#### SET TASK 1
Answer these questions using the rendering effects text below, one answer per line, marked the same way:
(a) Which backend must be in use for Screen-Space Ambient Occlusion to be available?
(b) What kind of objects can't be reflected by screen-space reflections?
(c) What does the Amount parameter control in the Depth of Field / Far Blur effect?

#### DOCUMENT
Fade In allows adjusting the fade-in curve, which is useful to make the contact area softer.
Depth Tolerance can be used for screen-space-ray hit tolerance to gaps. The bigger the value, the more gaps will be ignored.
Roughness will apply a screen-space blur to approximate roughness in objects with this material characteristic.
Keep in mind that screen-space-reflections only work for reflecting opaque geometry. Transparent objects can’t be reflected.
Screen-Space Ambient Occlusion (SSAO)
This feature is only available when using the GLES3 backend.
As mentioned in the Ambient section, areas where light from light nodes does not reach (either because it’s outside the radius or shadowed) are lit with ambient light. Godot can simulate this using GIProbe, ReflectionProbe, the Sky, or a constant ambient color. The problem, however, is that all the methods proposed previously act more on a larger scale (large regions) than at the smaller geometry level.
Constant ambient color and Sky are the same everywhere, while GI and Reflection probes have more local detail, but not enough to simulate situations where light is not able to fill inside hollow or concave features.
This can be simulated with Screen Space Ambient Occlusion. As you can see in the image below, its purpose is to make sure concave areas are darker, simulating a narrower path for the light to enter:
It is a common mistake to enable this effect, turn on a light, and not be able to appreciate it. This is because SSAO only acts on ambient light, not direct light.
This is why, in the image above, the effect is less noticeable under the direct light (on the left). If you want to force SSAO to work with direct light too, use the Light Affect parameter (even though this is not correct, some artists like how it looks).
SSAO looks best when combined with a real source of indirect light, like GIProbe:
Tweaking SSAO is possible with several parameters:
Radius2/Intensity2: A Secondary radius/intensity can be used. Combining a large and a small radius AO generally works well.
Bias: This can be tweaked to solve self occlusion, though the default generally works well enough.
Light Affect: SSAO only affects ambient light, but increasing this slider can make it also affect direct light. Some artists prefer this effect.
Ao Channel Affect: If a value of zero is used, only the material’s AO texture will be used for ambient occlusion; SSAO will not be applied. Values greater than 0 multiply the AO texture by the SSAO effect to varying degrees. This does not affect materials without an AO texture.
Quality: Depending on quality, SSAO will take more samples over a sphere for every pixel. High quality only works well on modern GPUs.
Blur: Type of blur kernel used. The 1x1 kernel is a simple blur that preserves local detail better, but is not as efficient (generally works better with the high quality setting above), while 3x3 will soften the image better (with a bit of dithering-like effect), but does not preserve local detail as well.
Edge Sharpness: This can be used to preserve the sharpness of edges (avoids areas without AO on creases).
Depth of Field / Far Blur
This effect simulates focal distance on high end cameras. It blurs objects behind a given range. It has an initial Distance with a Transition region (in world units):
The Amount parameter controls the amount of blur. For larger blurs, tweaking the Quality may be needed in order to avoid artifacts.

#### DATASET EXTRACT
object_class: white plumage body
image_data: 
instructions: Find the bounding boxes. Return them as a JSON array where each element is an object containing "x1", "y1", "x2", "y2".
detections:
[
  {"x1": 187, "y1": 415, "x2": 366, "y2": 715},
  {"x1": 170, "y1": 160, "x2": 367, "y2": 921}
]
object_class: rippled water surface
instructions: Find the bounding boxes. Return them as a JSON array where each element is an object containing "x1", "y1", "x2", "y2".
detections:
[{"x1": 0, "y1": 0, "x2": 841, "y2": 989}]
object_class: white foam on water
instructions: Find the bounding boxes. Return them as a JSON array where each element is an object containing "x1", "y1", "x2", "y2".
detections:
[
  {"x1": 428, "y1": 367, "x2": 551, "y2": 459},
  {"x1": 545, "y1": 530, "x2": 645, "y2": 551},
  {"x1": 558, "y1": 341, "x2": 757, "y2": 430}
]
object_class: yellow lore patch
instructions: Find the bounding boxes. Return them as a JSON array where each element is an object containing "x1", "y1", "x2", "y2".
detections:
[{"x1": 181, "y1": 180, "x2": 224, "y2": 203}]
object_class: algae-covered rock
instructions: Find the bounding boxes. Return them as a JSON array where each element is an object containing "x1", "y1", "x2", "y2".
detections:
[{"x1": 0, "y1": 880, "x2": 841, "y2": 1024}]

#### SET TASK 2
Copy every line of the listing above, from the first object_class line through the last detections entry, without changing anything.

#### RESPONSE 1
(a) The GLES3 backend.
(b) Transparent objects.
(c) The amount of blur.

#### RESPONSE 2
object_class: white plumage body
image_data: 
instructions: Find the bounding boxes. Return them as a JSON array where each element is an object containing "x1", "y1", "x2", "y2".
detections:
[
  {"x1": 187, "y1": 415, "x2": 366, "y2": 715},
  {"x1": 170, "y1": 160, "x2": 367, "y2": 921}
]
object_class: rippled water surface
instructions: Find the bounding boxes. Return them as a JSON array where each element is an object containing "x1", "y1", "x2", "y2".
detections:
[{"x1": 0, "y1": 0, "x2": 841, "y2": 989}]
object_class: white foam on water
instructions: Find the bounding boxes. Return them as a JSON array where each element is an object containing "x1", "y1", "x2", "y2".
detections:
[
  {"x1": 428, "y1": 367, "x2": 551, "y2": 459},
  {"x1": 545, "y1": 530, "x2": 645, "y2": 551},
  {"x1": 558, "y1": 341, "x2": 757, "y2": 430}
]
object_class: yellow lore patch
instructions: Find the bounding boxes. Return them as a JSON array where each element is an object containing "x1", "y1", "x2", "y2".
detections:
[{"x1": 181, "y1": 180, "x2": 224, "y2": 203}]
object_class: algae-covered rock
instructions: Find the bounding boxes. Return them as a JSON array where each element is an object containing "x1", "y1", "x2", "y2".
detections:
[{"x1": 0, "y1": 880, "x2": 841, "y2": 1024}]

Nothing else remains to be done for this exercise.